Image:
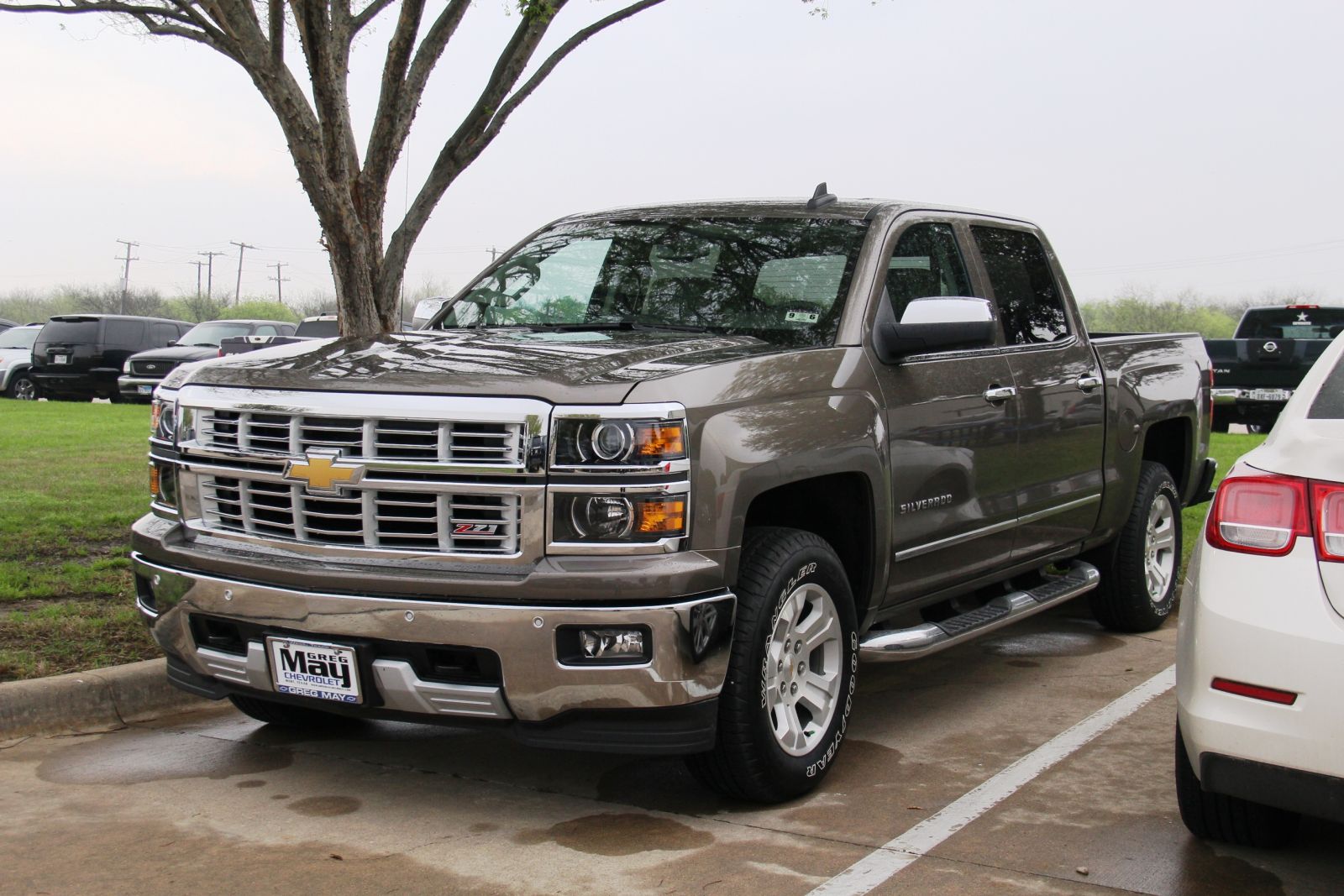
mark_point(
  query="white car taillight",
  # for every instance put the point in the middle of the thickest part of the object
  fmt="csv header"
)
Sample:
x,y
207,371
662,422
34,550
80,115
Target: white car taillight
x,y
1258,515
1328,506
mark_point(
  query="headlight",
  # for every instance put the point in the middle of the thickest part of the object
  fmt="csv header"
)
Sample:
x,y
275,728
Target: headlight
x,y
163,417
608,443
618,517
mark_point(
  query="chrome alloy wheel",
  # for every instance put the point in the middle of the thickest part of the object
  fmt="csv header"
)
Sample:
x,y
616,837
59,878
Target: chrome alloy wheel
x,y
803,669
1160,547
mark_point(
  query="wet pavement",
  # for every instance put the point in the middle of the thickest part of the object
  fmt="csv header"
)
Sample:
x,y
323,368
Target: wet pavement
x,y
215,802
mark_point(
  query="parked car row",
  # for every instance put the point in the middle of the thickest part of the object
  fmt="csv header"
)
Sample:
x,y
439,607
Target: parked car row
x,y
121,358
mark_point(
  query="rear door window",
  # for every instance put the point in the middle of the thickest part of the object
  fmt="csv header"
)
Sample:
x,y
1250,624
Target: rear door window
x,y
165,333
1030,301
125,333
81,332
1330,402
1292,322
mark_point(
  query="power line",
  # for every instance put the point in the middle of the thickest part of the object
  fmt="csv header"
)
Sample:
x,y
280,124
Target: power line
x,y
239,288
210,273
125,278
199,265
280,296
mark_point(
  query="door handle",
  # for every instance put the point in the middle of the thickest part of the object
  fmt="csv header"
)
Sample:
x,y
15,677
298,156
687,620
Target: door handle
x,y
1089,383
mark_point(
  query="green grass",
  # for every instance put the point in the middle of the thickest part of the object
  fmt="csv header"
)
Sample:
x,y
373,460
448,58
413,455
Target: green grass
x,y
1226,448
73,479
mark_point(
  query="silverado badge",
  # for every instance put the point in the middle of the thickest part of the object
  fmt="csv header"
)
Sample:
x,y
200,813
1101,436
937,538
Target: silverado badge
x,y
323,473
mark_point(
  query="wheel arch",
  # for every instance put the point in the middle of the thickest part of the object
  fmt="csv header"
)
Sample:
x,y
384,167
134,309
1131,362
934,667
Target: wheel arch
x,y
840,510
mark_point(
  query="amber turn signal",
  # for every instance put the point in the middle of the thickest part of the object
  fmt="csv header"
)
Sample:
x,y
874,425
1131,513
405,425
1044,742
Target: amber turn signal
x,y
662,441
662,516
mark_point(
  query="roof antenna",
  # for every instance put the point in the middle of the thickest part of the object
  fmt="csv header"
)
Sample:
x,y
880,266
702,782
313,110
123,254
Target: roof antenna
x,y
820,197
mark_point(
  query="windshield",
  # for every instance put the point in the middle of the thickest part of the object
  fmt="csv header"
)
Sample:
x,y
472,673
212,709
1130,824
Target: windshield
x,y
19,338
1292,322
212,332
319,328
780,280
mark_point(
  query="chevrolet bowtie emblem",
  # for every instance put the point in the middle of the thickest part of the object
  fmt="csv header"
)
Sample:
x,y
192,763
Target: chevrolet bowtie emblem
x,y
323,472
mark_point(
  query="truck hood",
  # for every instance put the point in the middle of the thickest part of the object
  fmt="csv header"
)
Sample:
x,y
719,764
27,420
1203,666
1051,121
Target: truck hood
x,y
596,367
176,354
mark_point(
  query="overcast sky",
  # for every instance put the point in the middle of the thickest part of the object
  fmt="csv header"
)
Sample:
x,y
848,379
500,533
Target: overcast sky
x,y
1163,145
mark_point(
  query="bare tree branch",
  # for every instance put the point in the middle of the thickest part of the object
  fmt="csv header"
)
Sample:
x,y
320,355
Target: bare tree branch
x,y
369,13
475,134
396,109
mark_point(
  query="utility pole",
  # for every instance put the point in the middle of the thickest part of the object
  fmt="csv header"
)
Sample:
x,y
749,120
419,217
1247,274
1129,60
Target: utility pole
x,y
125,278
280,280
199,265
239,288
210,273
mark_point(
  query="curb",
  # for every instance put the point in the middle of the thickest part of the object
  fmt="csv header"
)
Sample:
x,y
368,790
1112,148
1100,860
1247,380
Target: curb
x,y
89,701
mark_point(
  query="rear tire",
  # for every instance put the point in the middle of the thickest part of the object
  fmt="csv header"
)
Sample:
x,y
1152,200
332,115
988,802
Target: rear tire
x,y
1137,586
291,716
785,703
1229,819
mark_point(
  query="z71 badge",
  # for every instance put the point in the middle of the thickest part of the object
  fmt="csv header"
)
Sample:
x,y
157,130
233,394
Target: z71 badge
x,y
476,528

————

**WHAT YOU HAVE TO DO:**
What is needed is an exact repeat of the records, with every picture left out.

**EXERCISE ANSWER:**
Image:
mark_point(
  query="white car taillight",
  # for every instance put the point in the middle of the thickest part of the object
  fmt="csv header"
)
Sample:
x,y
207,371
662,422
34,550
80,115
Target: white car taillight
x,y
1258,515
1328,506
mark_point(
  query="headlight",
  # for every instance put the point in the middle of the thickest part of the object
  fmt="csv header"
)
Sample:
x,y
275,728
Target: headlight
x,y
163,417
608,443
618,517
mark_point(
  query="chrome alloy wheel",
  # for every instance put the point in the middle of the thickest part of the object
  fmt="csv header"
)
Sample:
x,y
616,837
59,878
Target: chrome alloy wheel
x,y
803,669
1160,547
mark_point(
  query="wet pavement",
  # for every instance put the point in the middle of the thickest part of the object
  fmt="csv header"
)
Sample:
x,y
323,368
Target: wet pavement
x,y
215,802
mark_point(
  query="parked car row",
  # for every instance put the point in the middle of the thickest part of the object
  fmt="csv header"
)
Sample:
x,y
439,607
Target: parked car row
x,y
121,358
mark_point(
  query="rear door window",
  # for every instance put the point in the middle of the thickest part of the object
  fmt="csv header"
)
Sample:
x,y
1250,624
Target: rear door window
x,y
165,333
1030,301
125,333
81,332
1330,402
1292,322
mark_point(
  query="power line",
  # for every instance put the point in the middle of the thickest part of the object
  fmt="csv header"
)
Sample:
x,y
280,124
Target: power line
x,y
239,288
210,273
125,278
199,265
280,296
mark_point(
  query="door handle",
  # for every instance put the point in the middle of the thickest part of the object
  fmt="csv header"
)
Sample:
x,y
15,677
298,156
687,620
Target: door handle
x,y
1089,383
mark_point(
  query="green grass",
  # for every instance put the point in the middle of the thickest part of the object
  fmt="csv header"
)
Sample:
x,y
373,460
448,58
413,455
Target: green grass
x,y
1226,448
73,479
mark_point(
  query="silverado badge",
  # for every instance put the point in the middle of the thickest part of the object
  fmt="csv header"
)
Sample:
x,y
200,813
1101,436
937,538
Target: silverado badge
x,y
323,473
mark_point(
  query="wheel arch",
  # for every instance put the point in the middle of the thickest part of the object
  fmt="csv header"
)
Sample:
x,y
384,167
134,309
1131,362
934,667
Target: wheel arch
x,y
840,510
mark_point(
  query="amber turn signal",
  # for every instance put the point in the middle of the thickest part of the object
  fmt="csv header"
)
Sample:
x,y
874,425
1131,513
405,425
1044,742
Target: amber turn signal
x,y
662,441
662,516
mark_point(
  query="roof antenna",
  # for every instance put the point in the middle of the thickest part of the object
  fmt="csv header"
)
Sample:
x,y
880,266
702,782
313,110
123,254
Target: roof antenna
x,y
820,197
mark_point(
  query="windshield",
  # for every instance put the point in the middle of the thickest part of the object
  fmt="csv header"
)
Sample:
x,y
472,673
212,709
1130,824
Target: windshield
x,y
19,338
1292,322
212,332
319,328
780,280
mark_point(
  query="chevrolet bowtie emblem",
  # for every instance put the point in the middle of the thickest part of the object
  fmt="csv header"
)
Sample:
x,y
192,763
Target: chevrolet bowtie emblem
x,y
323,472
mark_point(
  query="truck hood",
  # for every instance put the point in the middle of the thickest part of the object
  fmt="csv header"
)
Sample:
x,y
719,764
27,420
1203,666
1051,121
Target: truck hood
x,y
596,367
176,354
mark_point(
  query="overcast sky",
  # for every instance put the point in the middle of the thickest part of the object
  fmt="csv header"
)
Sample:
x,y
848,379
500,533
Target: overcast sky
x,y
1163,145
mark_point(
  query="bare tree branch",
  # for every instance put the point in the middle of the thickest part of the object
  fmt="csv header"
)
Sample:
x,y
320,355
Target: bare tree branch
x,y
369,13
475,134
396,109
mark_point(
  query="utility pole",
  # for every instance put the point in the middle of the thickest part of the object
  fmt="csv header"
)
Sample:
x,y
749,120
419,217
1247,274
1129,60
Target: utility pole
x,y
125,278
280,280
199,265
239,288
210,273
mark_point(
  query="curb",
  # for every instance put the point in the middle of the thickest part of the object
  fmt="csv header"
)
Sample:
x,y
368,790
1112,148
1100,860
1247,380
Target: curb
x,y
89,701
mark_point(
  query="rear tire",
  # for every instance put the point in the middle of the thickest part of the object
  fmt="csv header"
)
Sample:
x,y
1152,200
332,115
988,802
Target: rear tire
x,y
1137,586
291,716
785,703
1229,819
mark_point(
  query="z71 badge",
  # for every instance put the point in the middle of the thickest part of the object
  fmt="csv header"
)
Sample:
x,y
157,130
233,394
Target: z71 badge
x,y
476,528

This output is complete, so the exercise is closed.